• **EXERCISE GOAL**: Rewrite every line of the entries starting at the line that contains "I'd appreciate your help finding the grandfather" and ending at the line that contains "[327,47,408,125]". Shift each bounding box coordinate by adding 36 to it, and leave all other text unchanged.

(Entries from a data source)
——
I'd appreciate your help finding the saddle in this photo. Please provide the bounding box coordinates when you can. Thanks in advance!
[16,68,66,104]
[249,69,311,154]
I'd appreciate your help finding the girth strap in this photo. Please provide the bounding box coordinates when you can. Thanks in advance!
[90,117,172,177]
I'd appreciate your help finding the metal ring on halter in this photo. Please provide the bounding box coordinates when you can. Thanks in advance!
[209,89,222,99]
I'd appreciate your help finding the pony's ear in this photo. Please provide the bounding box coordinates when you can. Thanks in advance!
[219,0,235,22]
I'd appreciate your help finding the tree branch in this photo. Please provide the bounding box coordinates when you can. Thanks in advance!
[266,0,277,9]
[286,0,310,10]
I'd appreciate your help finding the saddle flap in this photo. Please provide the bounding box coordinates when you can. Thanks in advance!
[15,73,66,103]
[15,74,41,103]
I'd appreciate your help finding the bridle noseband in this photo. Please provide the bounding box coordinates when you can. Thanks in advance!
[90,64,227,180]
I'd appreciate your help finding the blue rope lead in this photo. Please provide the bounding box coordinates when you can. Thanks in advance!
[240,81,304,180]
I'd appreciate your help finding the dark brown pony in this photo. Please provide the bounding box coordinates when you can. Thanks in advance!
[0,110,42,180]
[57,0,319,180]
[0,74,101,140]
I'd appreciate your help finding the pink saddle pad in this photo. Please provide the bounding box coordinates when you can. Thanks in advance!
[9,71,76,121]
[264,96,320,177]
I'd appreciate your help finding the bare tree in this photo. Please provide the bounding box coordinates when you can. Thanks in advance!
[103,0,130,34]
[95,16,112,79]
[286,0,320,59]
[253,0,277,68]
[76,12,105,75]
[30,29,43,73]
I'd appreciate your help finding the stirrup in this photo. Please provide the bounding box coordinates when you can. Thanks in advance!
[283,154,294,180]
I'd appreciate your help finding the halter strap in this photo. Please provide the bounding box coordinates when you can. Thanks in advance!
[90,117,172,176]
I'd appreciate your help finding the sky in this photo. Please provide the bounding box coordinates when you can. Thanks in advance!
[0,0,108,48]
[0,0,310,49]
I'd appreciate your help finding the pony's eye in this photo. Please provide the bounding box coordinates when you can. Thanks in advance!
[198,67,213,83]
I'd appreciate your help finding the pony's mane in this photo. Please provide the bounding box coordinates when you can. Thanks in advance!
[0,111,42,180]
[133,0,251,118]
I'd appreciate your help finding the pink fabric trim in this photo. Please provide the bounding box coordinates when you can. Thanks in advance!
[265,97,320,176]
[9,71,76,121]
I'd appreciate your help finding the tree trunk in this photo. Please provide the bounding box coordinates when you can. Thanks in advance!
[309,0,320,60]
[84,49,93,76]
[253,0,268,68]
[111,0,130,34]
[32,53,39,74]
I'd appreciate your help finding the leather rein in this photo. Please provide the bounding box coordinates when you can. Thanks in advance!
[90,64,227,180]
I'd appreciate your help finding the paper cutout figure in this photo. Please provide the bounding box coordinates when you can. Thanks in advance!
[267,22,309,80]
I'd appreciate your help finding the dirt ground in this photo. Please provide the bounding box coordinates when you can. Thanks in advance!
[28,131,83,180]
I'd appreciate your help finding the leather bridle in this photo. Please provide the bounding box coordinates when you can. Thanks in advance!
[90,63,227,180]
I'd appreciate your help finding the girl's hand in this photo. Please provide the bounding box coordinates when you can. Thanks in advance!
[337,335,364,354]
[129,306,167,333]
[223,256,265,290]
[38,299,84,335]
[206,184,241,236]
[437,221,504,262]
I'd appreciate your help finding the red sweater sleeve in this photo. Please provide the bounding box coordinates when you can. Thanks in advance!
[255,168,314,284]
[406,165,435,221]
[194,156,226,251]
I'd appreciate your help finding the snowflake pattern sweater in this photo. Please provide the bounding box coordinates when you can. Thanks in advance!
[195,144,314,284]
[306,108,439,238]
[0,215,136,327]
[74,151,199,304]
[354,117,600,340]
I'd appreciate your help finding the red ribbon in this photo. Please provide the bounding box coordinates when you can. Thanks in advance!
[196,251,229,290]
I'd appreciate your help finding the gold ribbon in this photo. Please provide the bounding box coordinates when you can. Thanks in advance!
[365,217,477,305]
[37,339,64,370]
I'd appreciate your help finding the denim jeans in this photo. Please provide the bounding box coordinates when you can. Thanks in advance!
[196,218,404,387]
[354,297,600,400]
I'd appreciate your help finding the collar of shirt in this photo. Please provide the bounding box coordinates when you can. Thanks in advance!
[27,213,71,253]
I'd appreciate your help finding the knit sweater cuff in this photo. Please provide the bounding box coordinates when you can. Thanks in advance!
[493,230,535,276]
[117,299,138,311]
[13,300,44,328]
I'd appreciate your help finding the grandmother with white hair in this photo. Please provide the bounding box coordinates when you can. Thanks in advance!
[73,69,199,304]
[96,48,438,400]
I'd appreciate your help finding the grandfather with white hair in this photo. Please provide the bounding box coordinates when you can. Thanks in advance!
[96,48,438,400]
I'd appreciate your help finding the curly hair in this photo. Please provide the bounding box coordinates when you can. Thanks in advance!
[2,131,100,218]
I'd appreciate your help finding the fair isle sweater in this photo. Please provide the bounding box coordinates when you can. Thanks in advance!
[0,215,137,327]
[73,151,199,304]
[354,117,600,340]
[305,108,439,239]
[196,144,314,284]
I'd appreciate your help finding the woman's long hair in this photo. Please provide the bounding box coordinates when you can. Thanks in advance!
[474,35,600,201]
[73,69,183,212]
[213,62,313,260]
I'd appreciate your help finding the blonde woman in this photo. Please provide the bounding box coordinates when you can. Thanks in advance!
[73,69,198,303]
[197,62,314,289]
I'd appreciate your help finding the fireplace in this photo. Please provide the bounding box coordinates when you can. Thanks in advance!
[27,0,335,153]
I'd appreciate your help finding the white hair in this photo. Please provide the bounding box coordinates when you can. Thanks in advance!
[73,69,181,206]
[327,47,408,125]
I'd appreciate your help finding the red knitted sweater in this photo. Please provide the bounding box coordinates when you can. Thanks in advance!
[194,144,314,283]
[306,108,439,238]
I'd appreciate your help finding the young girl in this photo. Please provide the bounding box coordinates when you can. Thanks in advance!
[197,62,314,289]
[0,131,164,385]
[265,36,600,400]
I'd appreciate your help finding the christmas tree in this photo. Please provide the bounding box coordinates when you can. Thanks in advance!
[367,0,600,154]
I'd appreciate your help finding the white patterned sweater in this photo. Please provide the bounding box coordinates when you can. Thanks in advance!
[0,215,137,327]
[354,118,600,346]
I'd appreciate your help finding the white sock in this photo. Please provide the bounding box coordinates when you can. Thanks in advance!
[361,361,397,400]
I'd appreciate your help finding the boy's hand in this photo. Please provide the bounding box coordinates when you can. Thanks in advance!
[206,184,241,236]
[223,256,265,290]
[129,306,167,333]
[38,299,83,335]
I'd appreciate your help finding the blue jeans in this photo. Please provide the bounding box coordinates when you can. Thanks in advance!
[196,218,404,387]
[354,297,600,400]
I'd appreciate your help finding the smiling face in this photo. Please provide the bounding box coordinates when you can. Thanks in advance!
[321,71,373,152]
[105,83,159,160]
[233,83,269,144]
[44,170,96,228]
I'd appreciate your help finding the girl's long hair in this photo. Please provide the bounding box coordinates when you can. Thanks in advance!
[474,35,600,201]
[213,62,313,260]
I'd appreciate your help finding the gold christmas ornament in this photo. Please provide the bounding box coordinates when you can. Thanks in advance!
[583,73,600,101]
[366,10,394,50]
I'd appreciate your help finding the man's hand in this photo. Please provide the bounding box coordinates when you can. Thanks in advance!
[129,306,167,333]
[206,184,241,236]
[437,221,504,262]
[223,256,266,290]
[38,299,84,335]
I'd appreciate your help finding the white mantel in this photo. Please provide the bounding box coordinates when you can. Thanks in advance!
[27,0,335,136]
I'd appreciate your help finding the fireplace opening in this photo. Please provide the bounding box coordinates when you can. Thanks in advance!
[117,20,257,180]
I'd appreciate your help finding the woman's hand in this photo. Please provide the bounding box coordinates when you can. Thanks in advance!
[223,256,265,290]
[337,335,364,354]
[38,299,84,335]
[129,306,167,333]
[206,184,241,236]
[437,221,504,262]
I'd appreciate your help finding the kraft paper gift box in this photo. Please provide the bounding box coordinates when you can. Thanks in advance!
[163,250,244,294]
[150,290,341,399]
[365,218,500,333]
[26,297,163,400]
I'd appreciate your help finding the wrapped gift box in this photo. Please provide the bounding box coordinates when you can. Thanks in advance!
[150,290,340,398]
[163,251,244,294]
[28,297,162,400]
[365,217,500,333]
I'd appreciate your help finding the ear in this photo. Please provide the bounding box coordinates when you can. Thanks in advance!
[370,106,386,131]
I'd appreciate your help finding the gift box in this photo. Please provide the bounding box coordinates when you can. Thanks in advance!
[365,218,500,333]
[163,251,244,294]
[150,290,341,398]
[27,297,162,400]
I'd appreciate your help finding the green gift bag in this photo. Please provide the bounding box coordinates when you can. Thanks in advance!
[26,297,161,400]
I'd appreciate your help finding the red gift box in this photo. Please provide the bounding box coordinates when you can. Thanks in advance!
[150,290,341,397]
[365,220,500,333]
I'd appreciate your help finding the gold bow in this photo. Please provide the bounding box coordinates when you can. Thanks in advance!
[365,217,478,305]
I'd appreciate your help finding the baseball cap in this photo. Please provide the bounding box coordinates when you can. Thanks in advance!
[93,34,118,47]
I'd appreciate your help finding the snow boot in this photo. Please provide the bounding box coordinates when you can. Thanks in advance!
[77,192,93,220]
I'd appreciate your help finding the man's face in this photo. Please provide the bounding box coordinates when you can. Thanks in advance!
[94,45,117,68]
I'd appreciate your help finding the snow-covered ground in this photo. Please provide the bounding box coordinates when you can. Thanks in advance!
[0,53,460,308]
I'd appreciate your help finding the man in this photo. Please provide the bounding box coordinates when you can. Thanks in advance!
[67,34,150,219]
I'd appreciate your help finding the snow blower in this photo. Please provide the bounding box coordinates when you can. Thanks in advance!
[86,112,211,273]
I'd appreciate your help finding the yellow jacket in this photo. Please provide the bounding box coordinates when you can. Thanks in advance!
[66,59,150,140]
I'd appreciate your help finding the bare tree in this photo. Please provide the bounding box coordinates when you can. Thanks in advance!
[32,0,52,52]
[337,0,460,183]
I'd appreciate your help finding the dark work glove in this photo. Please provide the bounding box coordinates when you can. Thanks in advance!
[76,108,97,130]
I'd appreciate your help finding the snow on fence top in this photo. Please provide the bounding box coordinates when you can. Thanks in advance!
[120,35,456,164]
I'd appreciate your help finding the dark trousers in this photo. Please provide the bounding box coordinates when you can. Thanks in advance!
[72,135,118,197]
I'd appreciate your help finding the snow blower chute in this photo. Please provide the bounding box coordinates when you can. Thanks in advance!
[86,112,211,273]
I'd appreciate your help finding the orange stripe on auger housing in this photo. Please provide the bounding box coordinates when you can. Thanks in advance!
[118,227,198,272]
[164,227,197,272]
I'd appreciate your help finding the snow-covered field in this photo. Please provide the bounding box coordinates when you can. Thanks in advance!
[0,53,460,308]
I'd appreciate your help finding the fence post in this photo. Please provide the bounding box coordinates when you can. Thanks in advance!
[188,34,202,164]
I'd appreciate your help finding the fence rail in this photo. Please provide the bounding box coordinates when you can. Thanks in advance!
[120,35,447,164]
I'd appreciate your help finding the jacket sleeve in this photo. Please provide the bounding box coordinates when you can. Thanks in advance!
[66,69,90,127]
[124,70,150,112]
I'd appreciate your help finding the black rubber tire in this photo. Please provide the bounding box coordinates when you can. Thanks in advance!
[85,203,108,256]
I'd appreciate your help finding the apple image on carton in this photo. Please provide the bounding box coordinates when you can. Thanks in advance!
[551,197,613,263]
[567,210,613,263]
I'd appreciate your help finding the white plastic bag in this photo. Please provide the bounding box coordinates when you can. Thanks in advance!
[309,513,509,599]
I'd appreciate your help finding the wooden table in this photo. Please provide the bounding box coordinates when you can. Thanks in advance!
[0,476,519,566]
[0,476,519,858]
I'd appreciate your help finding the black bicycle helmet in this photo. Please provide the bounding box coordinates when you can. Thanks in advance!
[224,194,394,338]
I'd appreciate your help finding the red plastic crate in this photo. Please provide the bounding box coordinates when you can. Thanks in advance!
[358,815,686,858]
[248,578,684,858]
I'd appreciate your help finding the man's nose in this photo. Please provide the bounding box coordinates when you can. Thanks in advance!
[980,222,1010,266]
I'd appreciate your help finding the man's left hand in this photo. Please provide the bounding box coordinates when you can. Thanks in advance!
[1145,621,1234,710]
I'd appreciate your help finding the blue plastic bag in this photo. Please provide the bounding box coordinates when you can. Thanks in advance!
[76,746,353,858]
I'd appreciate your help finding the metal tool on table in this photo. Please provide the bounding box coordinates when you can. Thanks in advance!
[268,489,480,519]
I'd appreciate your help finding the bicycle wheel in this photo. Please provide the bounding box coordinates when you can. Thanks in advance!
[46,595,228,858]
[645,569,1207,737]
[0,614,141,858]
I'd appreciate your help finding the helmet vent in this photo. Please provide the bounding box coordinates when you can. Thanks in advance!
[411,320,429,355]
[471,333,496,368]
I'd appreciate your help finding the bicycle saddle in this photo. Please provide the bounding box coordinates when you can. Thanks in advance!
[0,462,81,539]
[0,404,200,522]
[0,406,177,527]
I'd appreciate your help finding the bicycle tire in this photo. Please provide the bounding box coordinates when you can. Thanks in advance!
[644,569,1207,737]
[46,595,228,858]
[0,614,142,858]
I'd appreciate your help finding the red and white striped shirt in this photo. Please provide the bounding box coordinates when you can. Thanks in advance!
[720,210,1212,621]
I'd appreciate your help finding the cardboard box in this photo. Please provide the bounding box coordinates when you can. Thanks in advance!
——
• **ANSWER TO THE EXERCISE**:
I'd appreciate your help finding the grandfather with white hair in this photo. Please provide the bounding box coordinates when you can. Thanks in advance!
[132,84,474,436]
I'd appreciate your help finding the curly hair in this photo. Please provide the bounding box coordinates when you can. Thanks in advance!
[38,167,136,254]
I'd appreciate your help finding the fair isle sweater in this photo. Please provide the bounding box coordinates when you can. Thanks in advance!
[36,251,173,363]
[109,187,235,340]
[390,153,636,376]
[341,144,475,275]
[232,180,350,320]
I'd appreciate your help finding the woman's long hair in this photo. Please provide the bounding box coordinates when you can. Thanks in advance!
[510,71,636,237]
[109,105,219,248]
[249,98,349,296]
I'd appreciate your help finding the blonde woman in this photo. Please provide the bounding box coordinates when you can. Thanks in advance!
[109,105,234,339]
[233,98,350,325]
I'd appreciate your help finding the fireplace in this photo. Please provide the bounding box coordinates when you can. Thanks in advance!
[63,36,371,189]
I'd appreciate your help finding the white hair in this photo. Please provide the bounding box coordinates when you can. Thanks in advance!
[109,105,217,242]
[363,83,444,161]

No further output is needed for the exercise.